= EXERCISE =
Transcribe the rest of the listing below, starting with the line that contains "Expected behaviour: place one point on the green grass" and ending with the last line, exactly as written.
= = =
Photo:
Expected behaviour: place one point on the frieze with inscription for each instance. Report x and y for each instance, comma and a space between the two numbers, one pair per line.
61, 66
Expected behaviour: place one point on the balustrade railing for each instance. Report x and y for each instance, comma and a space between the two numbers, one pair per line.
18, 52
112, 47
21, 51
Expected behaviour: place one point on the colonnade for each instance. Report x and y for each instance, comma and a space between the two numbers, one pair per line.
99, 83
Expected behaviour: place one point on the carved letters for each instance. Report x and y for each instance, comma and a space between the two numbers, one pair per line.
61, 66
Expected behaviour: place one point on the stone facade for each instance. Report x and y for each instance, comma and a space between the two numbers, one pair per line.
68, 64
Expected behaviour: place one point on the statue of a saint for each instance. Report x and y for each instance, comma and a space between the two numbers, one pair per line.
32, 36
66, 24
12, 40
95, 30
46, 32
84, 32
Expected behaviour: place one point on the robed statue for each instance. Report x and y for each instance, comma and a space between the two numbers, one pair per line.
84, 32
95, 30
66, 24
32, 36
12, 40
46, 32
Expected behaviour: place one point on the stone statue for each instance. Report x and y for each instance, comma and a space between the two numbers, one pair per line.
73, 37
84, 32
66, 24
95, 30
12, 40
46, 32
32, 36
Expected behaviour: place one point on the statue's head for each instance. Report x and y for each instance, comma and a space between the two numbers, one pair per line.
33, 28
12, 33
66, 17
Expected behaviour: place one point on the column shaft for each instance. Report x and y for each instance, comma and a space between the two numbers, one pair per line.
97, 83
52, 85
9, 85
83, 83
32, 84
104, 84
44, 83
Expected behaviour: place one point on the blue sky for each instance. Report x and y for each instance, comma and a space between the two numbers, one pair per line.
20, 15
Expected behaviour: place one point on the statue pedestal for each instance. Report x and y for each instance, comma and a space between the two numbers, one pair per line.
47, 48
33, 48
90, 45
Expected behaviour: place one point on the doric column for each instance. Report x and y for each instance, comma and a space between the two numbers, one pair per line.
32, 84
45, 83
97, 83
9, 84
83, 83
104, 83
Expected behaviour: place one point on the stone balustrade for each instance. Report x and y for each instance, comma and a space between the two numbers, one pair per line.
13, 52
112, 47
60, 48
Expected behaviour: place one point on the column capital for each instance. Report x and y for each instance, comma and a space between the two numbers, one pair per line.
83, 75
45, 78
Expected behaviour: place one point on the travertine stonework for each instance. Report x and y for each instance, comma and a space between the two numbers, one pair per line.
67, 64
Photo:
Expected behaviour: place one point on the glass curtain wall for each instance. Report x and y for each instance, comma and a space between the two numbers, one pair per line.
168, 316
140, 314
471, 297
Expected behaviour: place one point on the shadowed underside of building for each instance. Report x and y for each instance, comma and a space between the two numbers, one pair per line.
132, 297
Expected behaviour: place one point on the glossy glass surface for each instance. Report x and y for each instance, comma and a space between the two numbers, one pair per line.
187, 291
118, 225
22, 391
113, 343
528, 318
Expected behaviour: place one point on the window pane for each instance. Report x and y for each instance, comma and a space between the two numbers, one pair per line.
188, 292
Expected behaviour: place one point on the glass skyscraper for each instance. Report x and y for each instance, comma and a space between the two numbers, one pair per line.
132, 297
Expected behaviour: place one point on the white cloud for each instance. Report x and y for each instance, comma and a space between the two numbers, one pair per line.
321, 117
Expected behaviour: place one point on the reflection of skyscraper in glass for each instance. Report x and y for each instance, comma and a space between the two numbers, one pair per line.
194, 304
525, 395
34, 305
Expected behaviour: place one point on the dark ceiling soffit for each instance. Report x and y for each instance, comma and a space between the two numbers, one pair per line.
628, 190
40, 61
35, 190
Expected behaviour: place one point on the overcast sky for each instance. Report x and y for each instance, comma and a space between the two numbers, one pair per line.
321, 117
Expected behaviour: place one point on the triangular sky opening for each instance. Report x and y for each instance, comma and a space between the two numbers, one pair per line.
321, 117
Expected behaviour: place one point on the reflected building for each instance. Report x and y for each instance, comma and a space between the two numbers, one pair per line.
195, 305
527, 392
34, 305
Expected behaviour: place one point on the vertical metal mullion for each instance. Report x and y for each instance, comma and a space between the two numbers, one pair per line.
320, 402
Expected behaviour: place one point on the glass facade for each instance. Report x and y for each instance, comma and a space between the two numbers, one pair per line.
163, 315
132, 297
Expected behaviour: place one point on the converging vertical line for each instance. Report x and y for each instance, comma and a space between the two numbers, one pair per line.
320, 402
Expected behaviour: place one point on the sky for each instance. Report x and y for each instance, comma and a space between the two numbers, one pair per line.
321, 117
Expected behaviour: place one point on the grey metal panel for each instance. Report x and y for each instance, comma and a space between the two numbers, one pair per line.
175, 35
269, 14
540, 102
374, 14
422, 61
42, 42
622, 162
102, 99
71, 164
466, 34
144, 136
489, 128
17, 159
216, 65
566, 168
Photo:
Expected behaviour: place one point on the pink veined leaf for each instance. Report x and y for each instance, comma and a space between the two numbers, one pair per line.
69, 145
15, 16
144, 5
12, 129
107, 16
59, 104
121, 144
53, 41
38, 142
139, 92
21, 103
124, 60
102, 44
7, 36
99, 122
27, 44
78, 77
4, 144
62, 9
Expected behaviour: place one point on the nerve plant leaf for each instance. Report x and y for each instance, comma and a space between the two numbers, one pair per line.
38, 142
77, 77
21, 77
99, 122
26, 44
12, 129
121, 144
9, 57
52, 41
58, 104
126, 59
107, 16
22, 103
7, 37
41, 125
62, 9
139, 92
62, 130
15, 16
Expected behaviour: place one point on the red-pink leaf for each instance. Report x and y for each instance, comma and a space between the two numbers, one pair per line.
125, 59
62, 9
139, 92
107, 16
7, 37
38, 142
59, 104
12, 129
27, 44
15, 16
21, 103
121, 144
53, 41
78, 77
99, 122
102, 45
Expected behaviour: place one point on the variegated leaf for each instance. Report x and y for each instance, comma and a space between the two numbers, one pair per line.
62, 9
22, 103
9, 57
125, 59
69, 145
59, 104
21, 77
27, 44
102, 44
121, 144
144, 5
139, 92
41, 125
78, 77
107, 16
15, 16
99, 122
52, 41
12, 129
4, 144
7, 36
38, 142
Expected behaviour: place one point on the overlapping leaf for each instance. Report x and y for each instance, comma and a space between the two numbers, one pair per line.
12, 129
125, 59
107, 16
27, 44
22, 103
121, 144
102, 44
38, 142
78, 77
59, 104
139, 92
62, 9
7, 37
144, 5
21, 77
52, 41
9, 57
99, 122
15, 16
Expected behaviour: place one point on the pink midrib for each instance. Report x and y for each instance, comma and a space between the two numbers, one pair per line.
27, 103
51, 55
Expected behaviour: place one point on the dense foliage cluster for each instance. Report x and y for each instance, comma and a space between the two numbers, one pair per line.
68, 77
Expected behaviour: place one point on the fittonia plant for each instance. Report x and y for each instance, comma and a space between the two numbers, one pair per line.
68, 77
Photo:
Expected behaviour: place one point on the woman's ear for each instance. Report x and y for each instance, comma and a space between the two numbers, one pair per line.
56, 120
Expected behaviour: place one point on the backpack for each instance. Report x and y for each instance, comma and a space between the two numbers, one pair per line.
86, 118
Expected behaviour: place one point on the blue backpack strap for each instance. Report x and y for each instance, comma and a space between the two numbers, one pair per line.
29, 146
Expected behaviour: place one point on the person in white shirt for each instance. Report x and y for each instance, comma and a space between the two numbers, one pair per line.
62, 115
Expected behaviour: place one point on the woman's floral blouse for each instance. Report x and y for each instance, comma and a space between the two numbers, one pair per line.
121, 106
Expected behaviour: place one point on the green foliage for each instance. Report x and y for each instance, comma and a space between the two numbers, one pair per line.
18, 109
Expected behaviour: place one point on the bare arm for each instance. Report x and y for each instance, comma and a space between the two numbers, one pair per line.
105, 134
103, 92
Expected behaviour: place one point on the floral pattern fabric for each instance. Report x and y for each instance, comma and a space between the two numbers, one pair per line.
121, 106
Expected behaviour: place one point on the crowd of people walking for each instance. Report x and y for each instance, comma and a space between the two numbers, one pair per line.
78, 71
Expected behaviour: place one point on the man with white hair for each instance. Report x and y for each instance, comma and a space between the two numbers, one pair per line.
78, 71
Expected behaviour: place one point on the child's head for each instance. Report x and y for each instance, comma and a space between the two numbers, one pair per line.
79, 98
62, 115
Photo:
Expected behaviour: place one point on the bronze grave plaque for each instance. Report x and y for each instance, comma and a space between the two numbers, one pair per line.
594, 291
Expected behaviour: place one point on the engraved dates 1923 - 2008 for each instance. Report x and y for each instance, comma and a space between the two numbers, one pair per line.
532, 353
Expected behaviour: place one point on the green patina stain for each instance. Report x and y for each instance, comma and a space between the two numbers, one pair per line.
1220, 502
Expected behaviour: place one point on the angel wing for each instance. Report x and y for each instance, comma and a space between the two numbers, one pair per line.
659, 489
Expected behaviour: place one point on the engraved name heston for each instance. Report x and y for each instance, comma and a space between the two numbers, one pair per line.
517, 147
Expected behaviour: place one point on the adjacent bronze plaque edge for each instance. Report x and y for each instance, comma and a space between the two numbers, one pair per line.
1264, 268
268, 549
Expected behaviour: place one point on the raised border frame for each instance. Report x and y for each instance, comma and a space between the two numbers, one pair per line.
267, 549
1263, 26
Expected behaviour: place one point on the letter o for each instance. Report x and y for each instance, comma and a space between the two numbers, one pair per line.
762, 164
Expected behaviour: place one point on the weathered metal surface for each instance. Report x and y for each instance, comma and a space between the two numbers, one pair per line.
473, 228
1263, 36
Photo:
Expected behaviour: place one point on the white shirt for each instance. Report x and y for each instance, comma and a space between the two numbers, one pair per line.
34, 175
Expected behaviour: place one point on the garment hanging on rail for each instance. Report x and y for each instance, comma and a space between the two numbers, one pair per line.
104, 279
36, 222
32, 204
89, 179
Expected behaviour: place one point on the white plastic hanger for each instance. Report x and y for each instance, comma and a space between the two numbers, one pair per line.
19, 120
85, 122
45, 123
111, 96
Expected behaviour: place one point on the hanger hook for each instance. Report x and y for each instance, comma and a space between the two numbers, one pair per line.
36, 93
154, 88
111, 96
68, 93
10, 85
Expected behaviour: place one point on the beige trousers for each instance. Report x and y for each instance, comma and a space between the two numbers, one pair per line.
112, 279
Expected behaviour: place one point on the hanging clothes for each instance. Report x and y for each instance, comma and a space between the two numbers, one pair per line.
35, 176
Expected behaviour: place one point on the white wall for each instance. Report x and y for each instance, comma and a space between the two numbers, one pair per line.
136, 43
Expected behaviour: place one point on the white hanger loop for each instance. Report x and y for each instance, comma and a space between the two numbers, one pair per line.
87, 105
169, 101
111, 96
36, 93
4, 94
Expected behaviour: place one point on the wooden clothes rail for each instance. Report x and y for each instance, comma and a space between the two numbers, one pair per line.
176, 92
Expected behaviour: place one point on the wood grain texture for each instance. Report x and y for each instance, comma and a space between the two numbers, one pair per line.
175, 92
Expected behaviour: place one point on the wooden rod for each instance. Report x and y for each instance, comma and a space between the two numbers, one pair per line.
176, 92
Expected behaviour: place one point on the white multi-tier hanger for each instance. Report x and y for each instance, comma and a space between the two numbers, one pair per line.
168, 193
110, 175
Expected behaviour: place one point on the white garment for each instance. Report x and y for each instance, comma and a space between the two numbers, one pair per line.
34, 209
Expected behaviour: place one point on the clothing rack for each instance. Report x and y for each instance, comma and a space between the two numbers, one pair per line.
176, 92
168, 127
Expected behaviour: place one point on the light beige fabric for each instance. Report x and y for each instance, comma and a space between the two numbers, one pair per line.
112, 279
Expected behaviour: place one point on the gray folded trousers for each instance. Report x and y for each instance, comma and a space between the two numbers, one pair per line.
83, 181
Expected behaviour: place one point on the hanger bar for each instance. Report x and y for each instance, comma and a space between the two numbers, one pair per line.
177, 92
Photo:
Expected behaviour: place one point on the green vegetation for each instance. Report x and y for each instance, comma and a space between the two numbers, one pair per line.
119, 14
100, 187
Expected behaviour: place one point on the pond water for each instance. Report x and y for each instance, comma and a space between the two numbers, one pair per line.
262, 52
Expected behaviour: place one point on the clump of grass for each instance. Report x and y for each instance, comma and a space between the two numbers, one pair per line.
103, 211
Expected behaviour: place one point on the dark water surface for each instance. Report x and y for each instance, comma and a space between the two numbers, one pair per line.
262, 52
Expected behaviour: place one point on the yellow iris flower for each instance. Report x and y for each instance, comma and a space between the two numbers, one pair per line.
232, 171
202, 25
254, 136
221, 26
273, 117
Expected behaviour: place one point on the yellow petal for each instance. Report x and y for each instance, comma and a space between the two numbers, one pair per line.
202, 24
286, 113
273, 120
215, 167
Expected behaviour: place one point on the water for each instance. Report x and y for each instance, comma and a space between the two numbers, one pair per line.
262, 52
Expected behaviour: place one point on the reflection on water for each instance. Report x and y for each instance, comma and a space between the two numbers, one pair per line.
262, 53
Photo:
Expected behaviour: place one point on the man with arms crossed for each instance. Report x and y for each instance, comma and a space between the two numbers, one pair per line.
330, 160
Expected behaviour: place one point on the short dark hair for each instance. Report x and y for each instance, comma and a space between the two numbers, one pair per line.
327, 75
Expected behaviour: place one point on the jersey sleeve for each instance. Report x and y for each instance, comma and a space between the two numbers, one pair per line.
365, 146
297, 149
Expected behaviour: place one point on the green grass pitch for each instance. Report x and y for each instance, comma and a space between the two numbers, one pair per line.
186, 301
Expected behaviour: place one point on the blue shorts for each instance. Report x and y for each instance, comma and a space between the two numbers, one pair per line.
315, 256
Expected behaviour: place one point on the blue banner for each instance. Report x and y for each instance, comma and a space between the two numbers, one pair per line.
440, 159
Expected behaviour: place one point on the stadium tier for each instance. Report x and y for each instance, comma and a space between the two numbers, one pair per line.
= = =
= SOLUTION FOR THIS PROBLEM =
Expected behaviour: place one point on the green grass pitch for each instance. Report x and y for each instance, comma and a space between the two numbers, one pair per line.
186, 301
Expected behaviour: place one point on the blue shorts for each instance. Report x and y for each instance, comma and a space between the two numbers, one pair per line.
315, 256
Expected behaviour: place one point on the blue banner for each instance. Report x and y for each instance, comma and a space between the two numbers, one pair per line.
440, 159
Expected behaviour: place one point on the stadium tier for each instance. Report x and y for each instance, comma and a space between the two numbers, one pair per line.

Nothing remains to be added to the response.